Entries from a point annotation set
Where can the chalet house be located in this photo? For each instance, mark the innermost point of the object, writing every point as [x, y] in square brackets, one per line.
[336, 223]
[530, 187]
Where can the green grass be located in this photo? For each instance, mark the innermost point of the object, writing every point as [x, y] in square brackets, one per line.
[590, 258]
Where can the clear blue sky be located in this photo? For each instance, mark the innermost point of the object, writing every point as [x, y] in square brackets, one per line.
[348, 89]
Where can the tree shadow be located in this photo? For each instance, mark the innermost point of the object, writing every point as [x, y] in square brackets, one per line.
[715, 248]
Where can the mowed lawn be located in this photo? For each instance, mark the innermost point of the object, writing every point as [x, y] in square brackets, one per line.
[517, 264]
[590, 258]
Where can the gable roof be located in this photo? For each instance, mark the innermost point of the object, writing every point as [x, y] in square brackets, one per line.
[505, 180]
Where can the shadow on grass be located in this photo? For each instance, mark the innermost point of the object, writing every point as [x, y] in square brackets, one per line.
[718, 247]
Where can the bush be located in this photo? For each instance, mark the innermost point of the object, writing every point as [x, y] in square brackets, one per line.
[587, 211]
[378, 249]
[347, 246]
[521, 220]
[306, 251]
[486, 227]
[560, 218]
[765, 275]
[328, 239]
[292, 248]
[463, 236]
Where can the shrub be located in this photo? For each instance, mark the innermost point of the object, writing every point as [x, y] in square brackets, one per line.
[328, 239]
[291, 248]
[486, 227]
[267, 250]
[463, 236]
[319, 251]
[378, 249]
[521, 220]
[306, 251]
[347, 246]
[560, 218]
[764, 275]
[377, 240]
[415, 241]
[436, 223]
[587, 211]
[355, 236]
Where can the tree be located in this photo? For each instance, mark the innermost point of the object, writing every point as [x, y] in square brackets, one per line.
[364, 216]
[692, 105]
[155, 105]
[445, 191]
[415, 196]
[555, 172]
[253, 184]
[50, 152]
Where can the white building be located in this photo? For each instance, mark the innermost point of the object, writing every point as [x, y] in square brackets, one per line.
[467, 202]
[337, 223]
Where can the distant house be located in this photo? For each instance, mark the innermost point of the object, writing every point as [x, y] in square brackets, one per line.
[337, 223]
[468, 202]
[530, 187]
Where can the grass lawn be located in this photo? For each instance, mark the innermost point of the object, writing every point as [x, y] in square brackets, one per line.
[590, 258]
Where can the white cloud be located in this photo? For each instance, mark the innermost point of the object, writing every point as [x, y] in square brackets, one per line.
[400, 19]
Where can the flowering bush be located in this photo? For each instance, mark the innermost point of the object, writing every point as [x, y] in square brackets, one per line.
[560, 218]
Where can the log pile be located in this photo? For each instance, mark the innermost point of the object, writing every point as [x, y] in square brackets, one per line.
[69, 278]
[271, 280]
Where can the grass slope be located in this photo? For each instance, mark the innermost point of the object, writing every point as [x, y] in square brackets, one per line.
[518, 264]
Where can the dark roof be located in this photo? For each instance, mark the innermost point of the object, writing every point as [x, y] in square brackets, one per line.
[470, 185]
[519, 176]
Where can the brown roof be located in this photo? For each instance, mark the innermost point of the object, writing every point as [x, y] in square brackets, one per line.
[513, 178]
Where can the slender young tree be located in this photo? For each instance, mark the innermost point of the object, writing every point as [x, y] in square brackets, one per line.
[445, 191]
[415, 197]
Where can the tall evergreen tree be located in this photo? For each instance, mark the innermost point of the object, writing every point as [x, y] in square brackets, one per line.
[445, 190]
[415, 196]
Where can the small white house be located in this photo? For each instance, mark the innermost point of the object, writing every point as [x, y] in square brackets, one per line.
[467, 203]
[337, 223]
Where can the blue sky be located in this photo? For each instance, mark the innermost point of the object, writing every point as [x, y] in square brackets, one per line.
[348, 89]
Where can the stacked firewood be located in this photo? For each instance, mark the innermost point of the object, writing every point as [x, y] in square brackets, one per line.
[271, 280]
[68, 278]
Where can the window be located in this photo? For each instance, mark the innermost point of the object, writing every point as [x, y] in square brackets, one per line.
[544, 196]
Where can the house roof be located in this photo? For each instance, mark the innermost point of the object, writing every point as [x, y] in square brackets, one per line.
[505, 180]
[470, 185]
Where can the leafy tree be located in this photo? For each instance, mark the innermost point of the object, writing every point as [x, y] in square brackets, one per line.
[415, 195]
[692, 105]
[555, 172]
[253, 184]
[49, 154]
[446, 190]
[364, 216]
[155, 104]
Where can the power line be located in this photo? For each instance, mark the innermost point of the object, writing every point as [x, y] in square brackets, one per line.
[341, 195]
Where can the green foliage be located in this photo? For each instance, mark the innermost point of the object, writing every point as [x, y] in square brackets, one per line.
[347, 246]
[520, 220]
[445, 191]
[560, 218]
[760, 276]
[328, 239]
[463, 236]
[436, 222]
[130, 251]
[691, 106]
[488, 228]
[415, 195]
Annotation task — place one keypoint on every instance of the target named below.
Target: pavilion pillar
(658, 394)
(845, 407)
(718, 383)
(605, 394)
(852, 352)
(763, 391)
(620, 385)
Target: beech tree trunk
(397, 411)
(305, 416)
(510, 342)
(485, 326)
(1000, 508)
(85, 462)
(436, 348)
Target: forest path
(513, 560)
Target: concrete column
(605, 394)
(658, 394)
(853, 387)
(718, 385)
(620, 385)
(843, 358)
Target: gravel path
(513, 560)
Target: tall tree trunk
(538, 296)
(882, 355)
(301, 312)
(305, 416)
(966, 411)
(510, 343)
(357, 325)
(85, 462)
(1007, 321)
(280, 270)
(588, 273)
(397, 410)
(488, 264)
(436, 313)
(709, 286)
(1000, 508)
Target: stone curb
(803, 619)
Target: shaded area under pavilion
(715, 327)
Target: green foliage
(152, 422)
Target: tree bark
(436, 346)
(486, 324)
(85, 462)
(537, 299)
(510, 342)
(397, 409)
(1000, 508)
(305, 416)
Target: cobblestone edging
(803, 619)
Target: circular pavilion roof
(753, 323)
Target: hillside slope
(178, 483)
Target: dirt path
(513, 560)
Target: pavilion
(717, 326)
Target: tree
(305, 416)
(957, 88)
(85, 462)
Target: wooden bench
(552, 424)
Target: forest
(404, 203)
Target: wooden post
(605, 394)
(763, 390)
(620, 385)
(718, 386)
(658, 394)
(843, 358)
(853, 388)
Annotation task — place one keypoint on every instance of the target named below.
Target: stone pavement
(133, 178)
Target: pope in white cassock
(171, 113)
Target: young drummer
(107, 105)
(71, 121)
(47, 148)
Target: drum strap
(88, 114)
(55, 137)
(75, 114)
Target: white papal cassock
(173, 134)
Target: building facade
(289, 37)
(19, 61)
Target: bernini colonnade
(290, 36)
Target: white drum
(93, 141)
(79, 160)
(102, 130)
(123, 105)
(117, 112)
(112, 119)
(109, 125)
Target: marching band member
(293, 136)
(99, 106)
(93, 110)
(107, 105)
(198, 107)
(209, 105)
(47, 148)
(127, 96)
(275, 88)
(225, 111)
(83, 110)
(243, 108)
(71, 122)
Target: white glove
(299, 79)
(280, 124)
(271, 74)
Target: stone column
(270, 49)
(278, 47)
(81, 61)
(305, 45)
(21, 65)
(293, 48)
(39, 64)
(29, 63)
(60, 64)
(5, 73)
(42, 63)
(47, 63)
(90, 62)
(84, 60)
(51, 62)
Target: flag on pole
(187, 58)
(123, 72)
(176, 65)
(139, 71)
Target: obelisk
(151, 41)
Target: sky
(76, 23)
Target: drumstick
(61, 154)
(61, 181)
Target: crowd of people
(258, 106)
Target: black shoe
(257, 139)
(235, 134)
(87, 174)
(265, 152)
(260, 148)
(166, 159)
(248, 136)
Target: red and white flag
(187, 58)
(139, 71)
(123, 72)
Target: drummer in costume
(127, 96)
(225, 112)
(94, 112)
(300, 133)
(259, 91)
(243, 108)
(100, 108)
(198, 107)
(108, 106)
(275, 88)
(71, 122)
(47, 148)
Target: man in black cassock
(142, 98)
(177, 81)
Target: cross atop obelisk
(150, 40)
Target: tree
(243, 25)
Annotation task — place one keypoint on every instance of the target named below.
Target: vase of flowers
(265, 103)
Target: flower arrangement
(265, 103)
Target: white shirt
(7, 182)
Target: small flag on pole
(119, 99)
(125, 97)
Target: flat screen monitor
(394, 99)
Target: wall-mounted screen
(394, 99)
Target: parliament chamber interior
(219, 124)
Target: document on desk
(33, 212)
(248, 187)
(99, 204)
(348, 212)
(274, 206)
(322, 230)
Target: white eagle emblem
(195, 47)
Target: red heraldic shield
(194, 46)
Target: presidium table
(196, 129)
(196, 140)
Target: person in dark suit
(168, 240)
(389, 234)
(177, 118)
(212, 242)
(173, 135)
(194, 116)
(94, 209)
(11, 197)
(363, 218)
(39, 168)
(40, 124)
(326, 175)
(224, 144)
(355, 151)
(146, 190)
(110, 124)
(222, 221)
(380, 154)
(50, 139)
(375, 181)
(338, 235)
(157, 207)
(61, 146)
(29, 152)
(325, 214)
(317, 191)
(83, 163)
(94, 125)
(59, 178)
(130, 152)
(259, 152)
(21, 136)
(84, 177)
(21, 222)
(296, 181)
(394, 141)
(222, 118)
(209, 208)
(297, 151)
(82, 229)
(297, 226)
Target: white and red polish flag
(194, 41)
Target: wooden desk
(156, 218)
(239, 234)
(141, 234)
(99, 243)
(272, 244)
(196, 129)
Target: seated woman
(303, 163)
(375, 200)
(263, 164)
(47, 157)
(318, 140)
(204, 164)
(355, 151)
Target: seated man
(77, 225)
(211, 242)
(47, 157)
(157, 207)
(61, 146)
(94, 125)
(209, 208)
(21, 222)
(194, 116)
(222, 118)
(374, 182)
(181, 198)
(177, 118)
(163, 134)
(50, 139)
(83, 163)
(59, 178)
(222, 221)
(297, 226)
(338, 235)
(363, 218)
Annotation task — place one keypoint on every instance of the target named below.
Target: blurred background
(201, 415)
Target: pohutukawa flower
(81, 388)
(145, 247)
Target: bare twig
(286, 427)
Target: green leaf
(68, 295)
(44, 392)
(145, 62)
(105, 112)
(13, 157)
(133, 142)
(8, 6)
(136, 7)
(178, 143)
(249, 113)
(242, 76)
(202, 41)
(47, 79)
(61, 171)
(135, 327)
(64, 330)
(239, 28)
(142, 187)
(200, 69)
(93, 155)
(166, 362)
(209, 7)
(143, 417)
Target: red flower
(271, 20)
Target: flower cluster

**Problem statement:**
Every line from the one containing "Target: pohutukawa flower" through the last line must be copied exactly; leave out the rest.

**Response to this task:**
Target: pohutukawa flower
(81, 388)
(145, 247)
Target: bare twig
(286, 427)
Target: green leaf
(68, 295)
(44, 392)
(145, 62)
(105, 112)
(13, 157)
(133, 142)
(8, 6)
(136, 7)
(178, 143)
(249, 113)
(242, 76)
(202, 41)
(47, 79)
(61, 171)
(135, 327)
(64, 330)
(239, 28)
(142, 187)
(200, 69)
(93, 155)
(166, 362)
(209, 7)
(143, 417)
Target: red flower
(271, 20)
Target: flower cluster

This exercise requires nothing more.